> **WRITTEN TASKS**
(1) Could you transcribe the stretch of the essay on liberalism and nationalism in Asia from "Ever since the" through "proved the rule."?
(2) Can you write the next part of the essay on liberalism and nationalism in Asia, picking up right after its last sentence?

> **SUPPLIED PASSAGE**
-- BEGIN --

Liberalism and nationalism in Asia

Krishnan Srinivasan Published 20.10.17, 12:00 AM

Liberalism and nationalism mean different things to different people, depending on who is speaking and who is listening. The two concepts do not necessarily blend well together, and are often mutually exclusive. Seventy years after Indian independence, it is worth recalling that the British claimed that their empire rested on liberal foundations and the transfer of power to nationalist movements justified this claim. In fact, liberalism often clashed with anti-colonial nationalism; the greatest material support to anti-colonial movements came from the Soviet Union, which had its own illiberal empire.

Ever since the rise of the nation state, wars were attributed to the power and expansionist policies of nations. In Europe, nations were in perpetual conflict and Japanese nationalism led to repeated wars, especially with China. The nation state and associated nationalism were regarded in the early 20th century as the root cause of wars, but this was an oversimplification since many - and certainly the Marxists - would argue that capitalism, which led to colonialism, was equally if not mainly responsible. In Europe, as the national idea spread east and south, it became ethnicized and increasingly illiberal, with Giuseppe Mazzini's liberal ethnic nationalism being the exception that proved the rule.

This was why, before Independence, nationalism was regarded with suspicion by Indian intellectuals led by Rabindranath Tagore, the leading exponent of accusing nationalism of being a malign ideology. He made a subtle distinction between the Nation of the West, which he critiqued as mechanical and soulless, and the Spirit of the West representing Enlightenment values such as internationalism and universalism. This was the inspiration that Jawaharlal Nehru drew from Tagore. Around the same time, there were alternative strands of thinking; Vinayak Damodar Savarkar contrasted his version of Hindutva nationalism with the Buddha's universalism, the latter's non-violence being considered by him as contributing to weakening Indian patriotism. Savarkar claimed that "Buddhism had its centre of gravity nowhere".

Nehru saw merit in nationalism because this was the focus of the Independence movement. In mid-1930s, he wrote that the world was divided into bad and good camps - the imperialist/fascists were bad and the socialist/nationalists were good, although he feared that the nationalism of colonized and subject peoples sometimes could degenerate into fascism. He denounced the Indian communists for their failure to identify with nationalists, and thought nationalism was a curse only when it became narrow and fanatical, expansionist and superior. In 1950, he asserted that "the strongest urge in Asia... is the anti-colonial urge and the positive side of it is nationalism", and in 1953, "let us take nationalism which has been and is a very good thing. It has been a great liberating force in certain stages of a country's history. In our country it was a great liberating force".

Narendra Modi's government is a throwback to the ideas of Savarkar and Madhav Sadashiv Golwalkar, representing Indian cultural nationalism and attempting an uneasy balance between the projection of power as opposed to non-violence, and the promotion of peace. Nationalism may take many forms but essentially it is about collective identity, whereas liberalism is about the defence of individual freedom and individual self-determination, the State's role being to protect the private sphere. At the level of practice, liberalism has both advantages and disadvantages, although its vocal partisans will never acknowledge the latter. On the positive side, it can generate social and economic policies and, on the negative side, it is a top-down ideology. Although it talks the language of universal rights and the natural law of economics, its appeal is to the elites, the professional and intellectual classes, and it lacks visceral and emotional appeal, which are the specific attributes provided by nationalism.

-- END --

> **DATA RECORDS**

-- BEGIN --

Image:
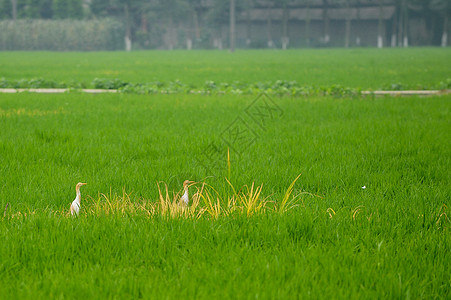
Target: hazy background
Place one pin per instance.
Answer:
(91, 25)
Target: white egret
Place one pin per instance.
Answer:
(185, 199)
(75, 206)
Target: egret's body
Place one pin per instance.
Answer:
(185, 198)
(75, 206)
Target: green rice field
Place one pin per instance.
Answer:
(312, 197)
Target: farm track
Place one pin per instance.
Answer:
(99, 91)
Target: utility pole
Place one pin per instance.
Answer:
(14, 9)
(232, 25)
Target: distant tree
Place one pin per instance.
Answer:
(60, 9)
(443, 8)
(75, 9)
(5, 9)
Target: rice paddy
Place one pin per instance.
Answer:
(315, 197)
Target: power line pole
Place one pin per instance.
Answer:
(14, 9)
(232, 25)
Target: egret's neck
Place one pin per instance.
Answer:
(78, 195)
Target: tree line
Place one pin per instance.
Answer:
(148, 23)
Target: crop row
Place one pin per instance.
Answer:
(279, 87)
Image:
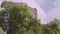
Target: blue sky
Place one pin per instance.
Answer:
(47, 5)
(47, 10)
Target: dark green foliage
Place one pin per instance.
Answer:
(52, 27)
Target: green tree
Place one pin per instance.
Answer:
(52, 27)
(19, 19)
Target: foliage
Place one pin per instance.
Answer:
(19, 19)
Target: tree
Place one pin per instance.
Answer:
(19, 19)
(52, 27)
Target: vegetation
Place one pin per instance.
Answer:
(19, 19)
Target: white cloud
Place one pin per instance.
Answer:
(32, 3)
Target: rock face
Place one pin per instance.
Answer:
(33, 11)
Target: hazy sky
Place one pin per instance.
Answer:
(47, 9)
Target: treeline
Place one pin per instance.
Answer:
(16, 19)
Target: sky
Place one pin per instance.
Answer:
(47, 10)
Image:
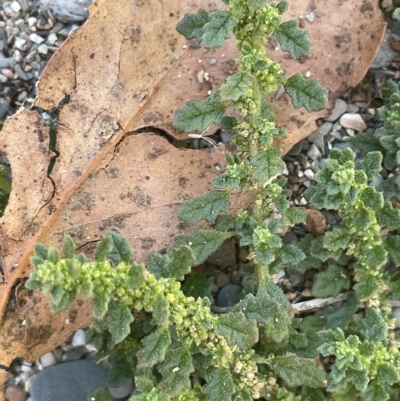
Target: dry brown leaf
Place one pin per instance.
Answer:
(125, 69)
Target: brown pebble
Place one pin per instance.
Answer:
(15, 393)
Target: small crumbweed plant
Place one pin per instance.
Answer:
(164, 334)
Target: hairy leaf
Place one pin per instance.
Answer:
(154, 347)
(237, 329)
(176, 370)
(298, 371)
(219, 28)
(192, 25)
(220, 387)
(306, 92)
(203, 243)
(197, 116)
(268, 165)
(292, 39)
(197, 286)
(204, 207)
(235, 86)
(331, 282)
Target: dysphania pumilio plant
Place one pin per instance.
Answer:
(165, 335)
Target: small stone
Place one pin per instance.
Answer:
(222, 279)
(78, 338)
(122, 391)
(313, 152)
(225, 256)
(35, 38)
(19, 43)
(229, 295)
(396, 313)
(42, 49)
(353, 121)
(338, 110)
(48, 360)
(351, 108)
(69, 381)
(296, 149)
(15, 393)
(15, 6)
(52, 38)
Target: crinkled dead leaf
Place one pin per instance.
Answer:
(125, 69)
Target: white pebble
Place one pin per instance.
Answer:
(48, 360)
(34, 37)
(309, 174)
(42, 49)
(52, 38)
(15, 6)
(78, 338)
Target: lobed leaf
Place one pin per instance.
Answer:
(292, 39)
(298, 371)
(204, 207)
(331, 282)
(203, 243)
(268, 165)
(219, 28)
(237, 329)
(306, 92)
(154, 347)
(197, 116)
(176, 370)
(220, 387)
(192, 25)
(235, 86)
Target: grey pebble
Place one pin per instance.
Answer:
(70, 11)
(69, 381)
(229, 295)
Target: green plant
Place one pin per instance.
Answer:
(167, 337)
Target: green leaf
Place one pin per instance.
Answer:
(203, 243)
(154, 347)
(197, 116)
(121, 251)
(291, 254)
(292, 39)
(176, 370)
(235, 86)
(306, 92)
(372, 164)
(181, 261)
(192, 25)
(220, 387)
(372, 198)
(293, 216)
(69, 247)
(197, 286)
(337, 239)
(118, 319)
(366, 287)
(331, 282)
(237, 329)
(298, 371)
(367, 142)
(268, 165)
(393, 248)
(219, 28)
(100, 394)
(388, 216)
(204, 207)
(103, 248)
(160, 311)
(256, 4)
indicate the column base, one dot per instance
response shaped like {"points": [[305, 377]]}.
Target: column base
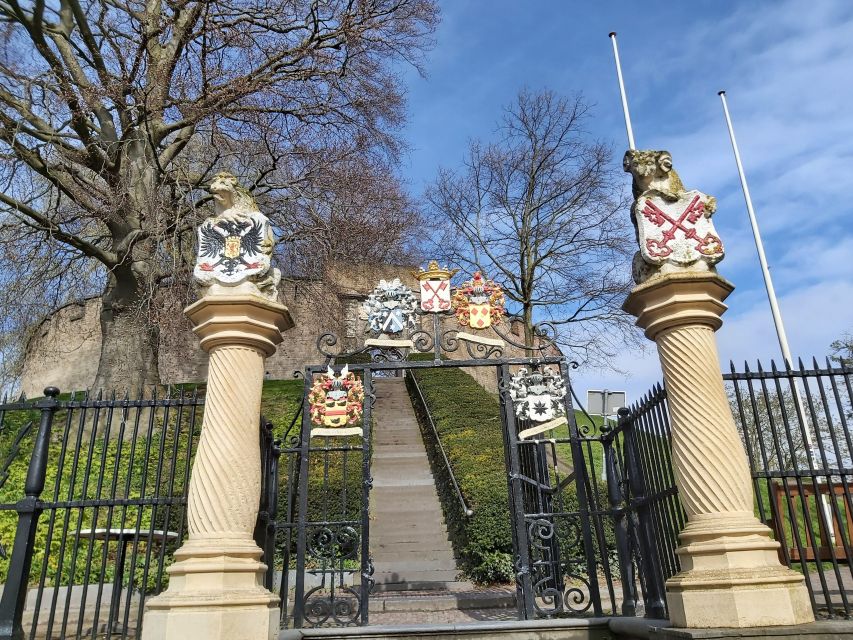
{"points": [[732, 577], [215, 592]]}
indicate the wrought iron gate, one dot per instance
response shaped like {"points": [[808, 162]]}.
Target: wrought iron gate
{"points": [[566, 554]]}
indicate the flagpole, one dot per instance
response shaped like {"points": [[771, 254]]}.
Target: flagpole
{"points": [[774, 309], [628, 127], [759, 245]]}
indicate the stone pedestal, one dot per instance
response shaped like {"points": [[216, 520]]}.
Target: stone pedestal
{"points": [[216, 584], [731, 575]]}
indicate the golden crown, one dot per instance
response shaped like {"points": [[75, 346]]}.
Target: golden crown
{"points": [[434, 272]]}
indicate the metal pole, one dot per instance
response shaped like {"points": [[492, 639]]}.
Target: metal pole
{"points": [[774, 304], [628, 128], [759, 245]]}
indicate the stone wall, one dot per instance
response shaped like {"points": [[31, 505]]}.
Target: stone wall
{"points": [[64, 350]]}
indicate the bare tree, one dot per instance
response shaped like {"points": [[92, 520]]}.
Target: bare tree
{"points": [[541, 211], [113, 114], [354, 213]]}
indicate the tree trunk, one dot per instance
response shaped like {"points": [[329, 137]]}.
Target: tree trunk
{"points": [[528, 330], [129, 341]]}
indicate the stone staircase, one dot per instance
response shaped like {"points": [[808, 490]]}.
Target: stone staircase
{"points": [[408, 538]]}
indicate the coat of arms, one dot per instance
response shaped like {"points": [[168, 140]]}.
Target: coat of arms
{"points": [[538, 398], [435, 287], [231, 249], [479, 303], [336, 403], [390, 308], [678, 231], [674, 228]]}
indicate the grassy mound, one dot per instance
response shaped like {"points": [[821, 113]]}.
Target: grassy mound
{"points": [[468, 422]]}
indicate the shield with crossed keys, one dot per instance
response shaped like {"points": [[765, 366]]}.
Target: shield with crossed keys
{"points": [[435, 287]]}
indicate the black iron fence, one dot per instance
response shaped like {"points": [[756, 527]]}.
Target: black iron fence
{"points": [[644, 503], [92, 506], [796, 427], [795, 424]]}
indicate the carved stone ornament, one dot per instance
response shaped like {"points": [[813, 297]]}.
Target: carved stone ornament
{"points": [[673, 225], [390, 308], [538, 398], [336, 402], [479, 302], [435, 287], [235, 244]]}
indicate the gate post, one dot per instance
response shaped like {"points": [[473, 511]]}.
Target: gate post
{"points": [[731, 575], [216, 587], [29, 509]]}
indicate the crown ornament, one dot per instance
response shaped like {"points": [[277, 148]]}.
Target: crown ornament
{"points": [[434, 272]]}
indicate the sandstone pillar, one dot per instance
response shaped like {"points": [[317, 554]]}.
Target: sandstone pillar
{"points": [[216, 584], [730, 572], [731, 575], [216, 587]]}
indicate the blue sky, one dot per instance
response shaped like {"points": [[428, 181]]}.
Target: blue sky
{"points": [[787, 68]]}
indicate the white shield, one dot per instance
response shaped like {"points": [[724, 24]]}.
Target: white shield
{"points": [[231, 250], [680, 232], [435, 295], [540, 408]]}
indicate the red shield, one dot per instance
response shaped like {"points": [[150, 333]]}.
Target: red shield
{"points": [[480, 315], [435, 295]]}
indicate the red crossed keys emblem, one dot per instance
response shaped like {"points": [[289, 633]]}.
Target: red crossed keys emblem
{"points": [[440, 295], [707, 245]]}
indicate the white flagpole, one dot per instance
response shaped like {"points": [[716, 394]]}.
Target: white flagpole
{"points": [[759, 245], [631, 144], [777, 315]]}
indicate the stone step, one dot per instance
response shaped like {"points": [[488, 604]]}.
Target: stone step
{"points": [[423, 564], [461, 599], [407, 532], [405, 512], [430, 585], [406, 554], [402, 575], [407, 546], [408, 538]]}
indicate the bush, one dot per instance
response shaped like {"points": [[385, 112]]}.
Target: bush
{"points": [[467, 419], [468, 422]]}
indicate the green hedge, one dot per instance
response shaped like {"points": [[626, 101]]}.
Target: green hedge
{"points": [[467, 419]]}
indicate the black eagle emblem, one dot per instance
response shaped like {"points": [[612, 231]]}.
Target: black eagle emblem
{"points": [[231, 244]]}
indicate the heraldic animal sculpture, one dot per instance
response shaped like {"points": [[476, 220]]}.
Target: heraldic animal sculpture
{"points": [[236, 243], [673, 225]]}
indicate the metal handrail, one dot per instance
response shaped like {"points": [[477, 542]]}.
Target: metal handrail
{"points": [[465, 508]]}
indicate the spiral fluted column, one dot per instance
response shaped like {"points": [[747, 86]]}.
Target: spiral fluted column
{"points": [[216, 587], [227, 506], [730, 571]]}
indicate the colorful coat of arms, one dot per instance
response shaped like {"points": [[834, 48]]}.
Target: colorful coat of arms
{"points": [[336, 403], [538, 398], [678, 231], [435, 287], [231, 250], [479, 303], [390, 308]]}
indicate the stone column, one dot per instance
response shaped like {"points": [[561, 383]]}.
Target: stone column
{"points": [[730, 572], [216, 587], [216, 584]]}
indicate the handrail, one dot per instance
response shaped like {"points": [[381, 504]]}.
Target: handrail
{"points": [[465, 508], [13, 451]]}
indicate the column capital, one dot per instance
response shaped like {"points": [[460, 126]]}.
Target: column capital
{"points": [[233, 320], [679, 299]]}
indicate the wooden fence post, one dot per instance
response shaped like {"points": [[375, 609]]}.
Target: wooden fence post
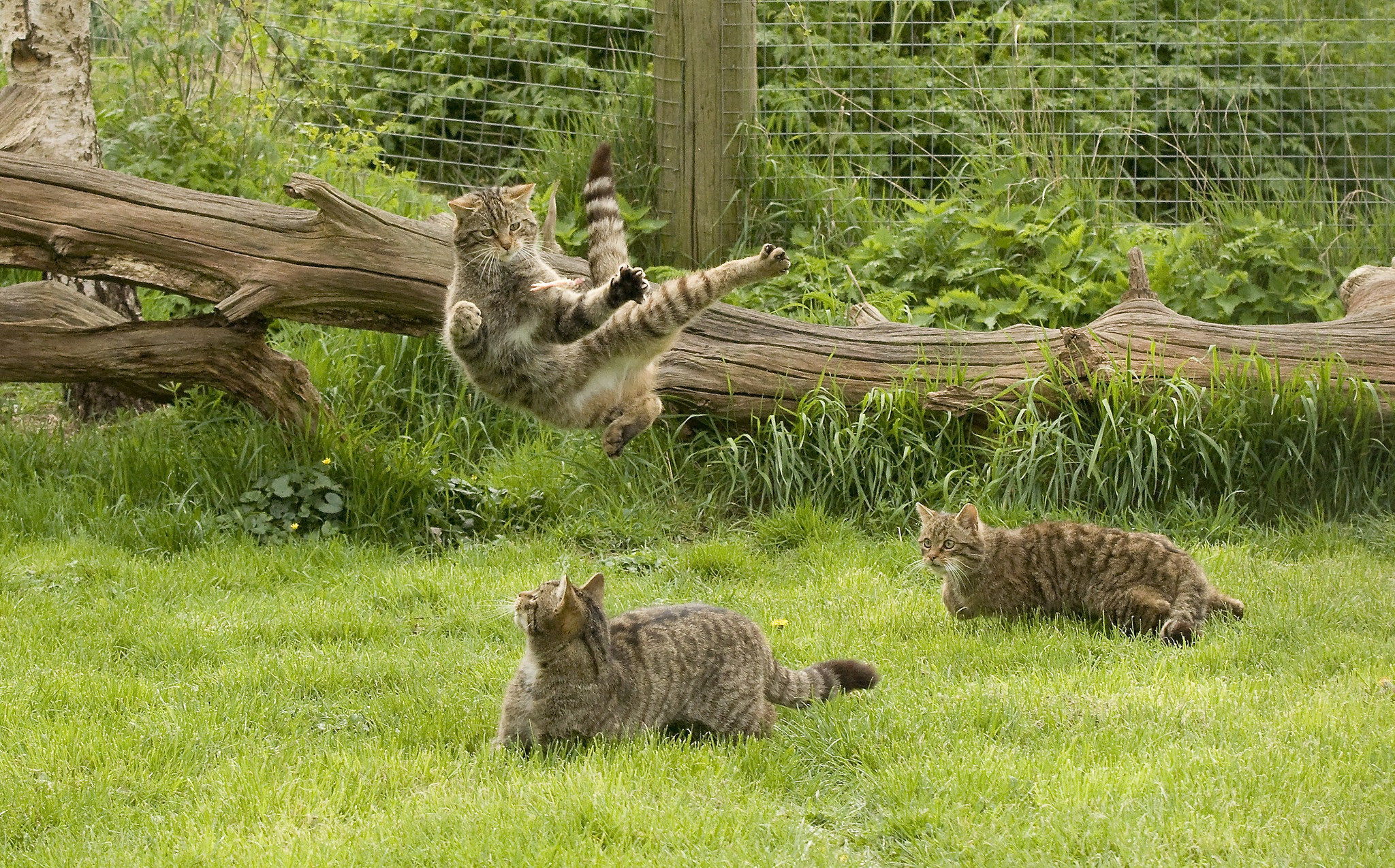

-- END --

> **RESPONSE LIST**
(1)
Ever since the rise of the nation state, wars were attributed to the power and expansionist policies of nations. In Europe, nations were in perpetual conflict and Japanese nationalism led to repeated wars, especially with China. The nation state and associated nationalism were regarded in the early 20th century as the root cause of wars, but this was an oversimplification since many - and certainly the Marxists - would argue that capitalism, which led to colonialism, was equally if not mainly responsible. In Europe, as the national idea spread east and south, it became ethnicized and increasingly illiberal, with Giuseppe Mazzini's liberal ethnic nationalism being the exception that proved the rule.

(2)
Anti-colonial nationalism centred around ridding India of imperialism, but ethnic and religious identity questions surfaced immediately after Independence, and ethnic competition took place in a struggle for resources. Decolonization coincided with the Cold War, when international socialism was available as an alternative to liberalism. In some newly independent countries, this had its obvious attractions; it was anti-Western, and an easy route to external patronage and access to aid on attractive terms.

In Asia, domestic politics is politically conservative when economy is booming, leading to lengthy autocratic governments as in China, Singapore, and Vietnam. The opposite is equally true; the Asian financial crisis of 1997 led to the democratic impulse in Indonesia, South Korea, and temporarily in Thailand. In other words, democracy in Asia is not always shaped by liberalism as in the West. The centrality of civil and political rights is less fundamental, while more State intervention is considered acceptable when it comes to what is regarded in the West as the primacy of individual choice and individual autonomy.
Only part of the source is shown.